◆ **GIVEN REQUEST**: Could you rewrite these rows, substituting "box coordinates" for "bounding boxes" and leaving everything else unchanged?

◆ **SOURCE RECORDS**:
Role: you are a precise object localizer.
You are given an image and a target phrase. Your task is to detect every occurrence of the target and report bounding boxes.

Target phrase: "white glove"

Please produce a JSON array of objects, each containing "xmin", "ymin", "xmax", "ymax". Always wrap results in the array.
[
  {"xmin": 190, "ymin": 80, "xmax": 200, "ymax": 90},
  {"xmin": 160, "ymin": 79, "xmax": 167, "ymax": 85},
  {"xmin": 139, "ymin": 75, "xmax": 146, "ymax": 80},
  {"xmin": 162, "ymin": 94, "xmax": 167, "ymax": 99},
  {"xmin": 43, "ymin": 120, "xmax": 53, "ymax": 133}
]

◆ **WRITTEN SOLUTION**:
Role: you are a precise object localizer.
You are given an image and a target phrase. Your task is to detect every occurrence of the target and report box coordinates.

Target phrase: "white glove"

Please produce a JSON array of objects, each containing "xmin", "ymin", "xmax", "ymax". Always wrap results in the array.
[
  {"xmin": 190, "ymin": 80, "xmax": 200, "ymax": 90},
  {"xmin": 160, "ymin": 79, "xmax": 167, "ymax": 85},
  {"xmin": 139, "ymin": 75, "xmax": 146, "ymax": 80},
  {"xmin": 162, "ymin": 94, "xmax": 167, "ymax": 99},
  {"xmin": 43, "ymin": 120, "xmax": 53, "ymax": 133}
]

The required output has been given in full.